*Goal*: Every record must be written out once more, with nothing added or omitted.

==*==

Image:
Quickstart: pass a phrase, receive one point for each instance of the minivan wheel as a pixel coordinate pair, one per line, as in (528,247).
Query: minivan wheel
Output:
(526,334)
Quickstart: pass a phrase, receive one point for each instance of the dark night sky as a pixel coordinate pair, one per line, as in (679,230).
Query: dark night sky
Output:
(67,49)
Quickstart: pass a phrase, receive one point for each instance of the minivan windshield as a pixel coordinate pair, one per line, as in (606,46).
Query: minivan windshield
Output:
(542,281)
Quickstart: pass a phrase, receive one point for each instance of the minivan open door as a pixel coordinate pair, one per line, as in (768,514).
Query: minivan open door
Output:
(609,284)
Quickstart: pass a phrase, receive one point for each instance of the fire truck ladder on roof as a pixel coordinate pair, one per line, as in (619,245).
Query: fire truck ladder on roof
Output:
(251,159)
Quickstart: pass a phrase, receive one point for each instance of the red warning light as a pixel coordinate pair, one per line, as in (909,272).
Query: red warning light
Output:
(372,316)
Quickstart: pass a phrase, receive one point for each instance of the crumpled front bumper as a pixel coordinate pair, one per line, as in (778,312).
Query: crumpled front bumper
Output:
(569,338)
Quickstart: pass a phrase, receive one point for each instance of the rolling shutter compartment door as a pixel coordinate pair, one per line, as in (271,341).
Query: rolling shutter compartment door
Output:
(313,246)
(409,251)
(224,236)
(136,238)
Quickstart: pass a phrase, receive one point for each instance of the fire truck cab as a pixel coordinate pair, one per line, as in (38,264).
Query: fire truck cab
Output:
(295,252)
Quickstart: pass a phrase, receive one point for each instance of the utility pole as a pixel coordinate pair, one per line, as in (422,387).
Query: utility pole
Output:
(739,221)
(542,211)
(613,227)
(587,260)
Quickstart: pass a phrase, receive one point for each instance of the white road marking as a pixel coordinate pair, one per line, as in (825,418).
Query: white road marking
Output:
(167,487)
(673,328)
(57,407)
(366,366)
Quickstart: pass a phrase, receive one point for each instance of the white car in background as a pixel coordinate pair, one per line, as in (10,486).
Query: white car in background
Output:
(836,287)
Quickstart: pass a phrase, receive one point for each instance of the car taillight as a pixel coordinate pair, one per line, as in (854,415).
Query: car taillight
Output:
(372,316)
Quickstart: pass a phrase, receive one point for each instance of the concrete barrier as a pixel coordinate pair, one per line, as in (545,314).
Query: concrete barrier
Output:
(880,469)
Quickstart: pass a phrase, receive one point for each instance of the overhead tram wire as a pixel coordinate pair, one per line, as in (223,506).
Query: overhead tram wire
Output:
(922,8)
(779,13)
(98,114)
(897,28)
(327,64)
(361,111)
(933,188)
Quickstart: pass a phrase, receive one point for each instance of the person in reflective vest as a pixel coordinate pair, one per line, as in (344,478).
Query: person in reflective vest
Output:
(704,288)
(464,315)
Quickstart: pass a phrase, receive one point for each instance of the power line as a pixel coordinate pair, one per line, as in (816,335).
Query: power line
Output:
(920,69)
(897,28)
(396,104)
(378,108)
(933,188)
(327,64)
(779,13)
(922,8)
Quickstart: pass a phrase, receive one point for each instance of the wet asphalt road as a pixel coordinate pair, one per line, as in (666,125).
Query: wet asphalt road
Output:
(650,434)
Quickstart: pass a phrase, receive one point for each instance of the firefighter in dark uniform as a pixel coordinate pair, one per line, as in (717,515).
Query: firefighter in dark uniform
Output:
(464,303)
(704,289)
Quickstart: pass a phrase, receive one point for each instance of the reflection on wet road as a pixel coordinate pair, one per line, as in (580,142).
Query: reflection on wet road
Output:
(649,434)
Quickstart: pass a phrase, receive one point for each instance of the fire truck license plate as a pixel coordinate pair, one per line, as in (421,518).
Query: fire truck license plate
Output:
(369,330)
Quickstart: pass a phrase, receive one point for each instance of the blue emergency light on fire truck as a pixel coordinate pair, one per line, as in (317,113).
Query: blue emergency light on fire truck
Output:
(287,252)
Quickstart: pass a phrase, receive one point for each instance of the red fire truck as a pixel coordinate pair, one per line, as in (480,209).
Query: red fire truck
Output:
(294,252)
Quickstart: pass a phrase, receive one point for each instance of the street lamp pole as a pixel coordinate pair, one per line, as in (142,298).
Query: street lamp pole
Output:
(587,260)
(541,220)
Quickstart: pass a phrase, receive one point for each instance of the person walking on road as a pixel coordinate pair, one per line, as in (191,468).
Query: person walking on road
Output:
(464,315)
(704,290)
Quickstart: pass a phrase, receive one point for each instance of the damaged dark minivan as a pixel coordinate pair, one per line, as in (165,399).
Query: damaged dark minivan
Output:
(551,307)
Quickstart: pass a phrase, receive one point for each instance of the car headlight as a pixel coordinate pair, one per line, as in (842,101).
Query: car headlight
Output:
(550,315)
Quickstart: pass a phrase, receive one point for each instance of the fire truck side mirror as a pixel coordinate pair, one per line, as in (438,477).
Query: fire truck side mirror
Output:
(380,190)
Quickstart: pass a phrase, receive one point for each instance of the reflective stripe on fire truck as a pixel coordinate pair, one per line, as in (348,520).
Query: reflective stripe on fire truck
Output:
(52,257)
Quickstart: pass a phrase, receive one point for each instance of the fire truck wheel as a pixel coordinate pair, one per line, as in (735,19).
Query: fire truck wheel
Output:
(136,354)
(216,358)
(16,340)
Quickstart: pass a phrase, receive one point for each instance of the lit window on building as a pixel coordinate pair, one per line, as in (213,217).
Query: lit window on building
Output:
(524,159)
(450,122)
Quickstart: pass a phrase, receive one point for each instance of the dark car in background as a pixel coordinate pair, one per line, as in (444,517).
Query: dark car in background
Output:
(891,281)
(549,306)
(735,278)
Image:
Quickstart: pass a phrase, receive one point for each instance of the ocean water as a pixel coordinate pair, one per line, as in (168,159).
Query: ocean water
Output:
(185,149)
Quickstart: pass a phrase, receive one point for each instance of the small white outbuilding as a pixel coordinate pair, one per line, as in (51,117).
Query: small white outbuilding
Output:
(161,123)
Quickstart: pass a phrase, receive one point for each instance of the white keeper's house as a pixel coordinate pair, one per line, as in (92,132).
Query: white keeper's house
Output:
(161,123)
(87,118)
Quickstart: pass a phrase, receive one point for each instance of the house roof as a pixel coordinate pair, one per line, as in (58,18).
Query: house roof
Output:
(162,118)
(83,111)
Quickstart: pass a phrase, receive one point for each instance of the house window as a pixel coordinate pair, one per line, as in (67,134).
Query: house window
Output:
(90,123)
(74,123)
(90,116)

==*==

*Completed exercise*:
Image:
Quickstart: pass a phrase, receive one point for each instance of the minivan wheel as a pixel coordinate pair, one per line, as in (528,247).
Query: minivan wheel
Output:
(526,334)
Quickstart: pass a phrase, receive one point for each instance of the dark night sky as a pixel coordinate pair, one per line, as in (679,230).
Query: dark night sky
Output:
(67,49)
Quickstart: pass a phrase, receive one point for each instance of the minivan windshield as a pixel coordinate pair, one per line, as in (606,46).
Query: minivan windshield
Output:
(542,281)
Quickstart: pass a phrase, receive one point for each instance of the minivan open door as a pixel coordinate pair, one per line, as in (768,514).
Query: minivan open door
Output:
(609,284)
Quickstart: pass a phrase, receive one point for each instance of the fire truck ladder on roof as a pixel coordinate pair, one per line, as in (619,245).
Query: fire truck ladder on roof
Output:
(251,159)
Quickstart: pass a phrase, receive one point for each instance of the red warning light as a pixel coordinate pair, one per line, as in (909,272).
Query: red warning light
Output:
(372,316)
Quickstart: pass a phrase, receive one point for each instance of the crumpled front bumper as a pixel coordinate pair, one per line, as in (778,312).
Query: crumpled front bumper
Output:
(569,338)
Quickstart: pass a phrase, receive one point for each instance of the rolling shutter compartment door as a pixel coordinate pair, one per line, as in (271,341).
Query: rolling shutter compartment door
Output:
(313,246)
(409,251)
(224,236)
(136,238)
Quickstart: pass a phrase, receive one point for each instance of the fire truck cab as a pixel coordinate pair, one per line, as in (38,264).
Query: fire truck cab
Output:
(295,252)
Quickstart: pass a phrase, receive one point for each instance of the utility pole as a pixel coordinate pair, one per line, as in (422,387).
Query: utility pole
Output:
(739,221)
(542,211)
(613,227)
(587,260)
Quickstart: pass a phrase, receive one point for each instance of the white road marking as a pixel coordinate pair, one per line, as in (825,418).
Query: white road marking
Output:
(167,487)
(673,328)
(57,407)
(366,366)
Quickstart: pass a phrase, receive one point for each instance of the white car in background as a pixel coordinate pair, one per line, as in (10,486).
Query: white car in background
Output:
(836,287)
Quickstart: pass a phrase, receive one point for each instance of the car taillight as a pixel coordinate pair, one per line, as in (854,415).
Query: car taillight
Output:
(372,316)
Quickstart: pass a phrase, receive one point for each instance of the concrete barrier as a pixel coordinate pair, one per line, as in (545,314).
Query: concrete barrier
Output:
(880,469)
Quickstart: pass a phrase, receive one point for each instance of the overhead tram wire as a pixel coordinate pair, one per line, as in (223,506).
Query: overhead tram wire
Output:
(922,8)
(779,13)
(98,114)
(897,28)
(327,64)
(361,111)
(933,188)
Quickstart: pass a phrase, receive one point for each instance of the person in reflective vest as a pixel coordinate pair, one per line, as in (344,478).
Query: person in reflective vest
Output:
(704,288)
(464,315)
Quickstart: pass a phrase, receive one point for each instance of the power line as a pixel coordinate pair, one per line, as in (816,335).
Query: power line
Output:
(920,69)
(897,28)
(396,104)
(378,108)
(933,188)
(327,64)
(779,13)
(922,8)
Quickstart: pass a phrase, receive one point for each instance of the wet asphalt road as a pixel coordinate pair, one per line, as in (666,125).
Query: wet asphalt road
Output:
(650,434)
Quickstart: pass a phrase, receive one point for each instance of the firefighter in dark uniform as a pixel coordinate pair, one per line, as in (717,515).
Query: firefighter in dark uniform
Output:
(464,303)
(704,289)
Quickstart: pass a phrase, receive one point for each instance of the reflection on wet road as a pixel coordinate pair, one per line, as in (580,142).
Query: reflection on wet road
Output:
(649,434)
Quickstart: pass a phrase, receive one point for each instance of the fire truck license plate as a pixel coordinate pair, one per line, as in (421,518).
Query: fire truck license plate
Output:
(369,330)
Quickstart: pass a phrase, receive one point for each instance of the blue emergency light on fire truck as a pixel coordinate pair, one per line, as in (317,113).
Query: blue emergency light on fire truck
Output:
(287,252)
Quickstart: pass a phrase, receive one point for each instance of the red fire truck as a pixel coordinate pair, one per line, as in (480,209).
Query: red fire truck
Output:
(294,252)
Quickstart: pass a phrase, receive one point for each instance of the street lamp pole as a pixel coordinate pair, one per line, as in (142,298).
Query: street lamp pole
Output:
(587,260)
(541,220)
Quickstart: pass a phrase, receive one point for each instance of the person walking on road as a pixel coordinate pair, one per line, as in (191,468).
Query: person walking on road
Output:
(464,315)
(704,290)
Quickstart: pass a phrase, receive one point for each instance of the damaged dark minivan as a pixel coordinate pair, one per line, as in (165,399).
Query: damaged dark minivan
Output:
(551,307)
Quickstart: pass a phrase, receive one point for each instance of the car headlight as a pixel coordinate pair, one per line, as in (842,101).
Query: car headlight
Output:
(550,315)
Quickstart: pass a phrase, receive one point for each instance of the fire truck side mirror as a pixel coordinate pair, one per line, as in (438,477).
Query: fire truck side mirror
Output:
(380,190)
Quickstart: pass a phrase, receive one point for each instance of the reflective stripe on fire truck as a pixel coordinate pair, one per line, as in (348,520).
Query: reflective stripe on fire truck
Output:
(52,257)
Quickstart: pass a phrase, receive one point for each instance of the fire truck wheel as a pixel coordinate pair, one per line, as in (735,19).
Query: fire truck wheel
Output:
(136,354)
(216,358)
(16,340)
Quickstart: pass a phrase, receive one point for each instance of the lit window on building as a pixel coordinate pair, one per line, as in (213,217).
Query: lit window on building
Output:
(524,159)
(450,122)
Quickstart: pass a phrase, receive one point for each instance of the dark car in background as a pixel coordinate pair, one per line, as in (444,517).
Query: dark car in background
Output:
(891,281)
(549,306)
(735,278)
Image:
Quickstart: pass a phrase, receive one point for each instance of the ocean water as a pixel coordinate pair, one per line, as in (168,159).
Query: ocean water
Output:
(185,149)
Quickstart: pass a phrase, receive one point for each instance of the small white outbuilding as a pixel coordinate pair, one per line, as in (51,117).
Query: small white outbuilding
Output:
(161,123)
Quickstart: pass a phrase, receive one point for each instance of the white keeper's house as a pixel coordinate pair, one per line, as in (92,132).
Query: white keeper's house
Output:
(161,123)
(87,118)
Quickstart: pass a phrase, receive one point for each instance of the house roof as a pixel coordinate pair, one per line, as in (58,18).
Query: house roof
Output:
(162,118)
(83,111)
Quickstart: pass a phrase, receive one point for each instance of the house window as a pixel coordinate pair, one per line, as in (67,134).
Query: house window
Output:
(90,123)
(74,123)
(90,116)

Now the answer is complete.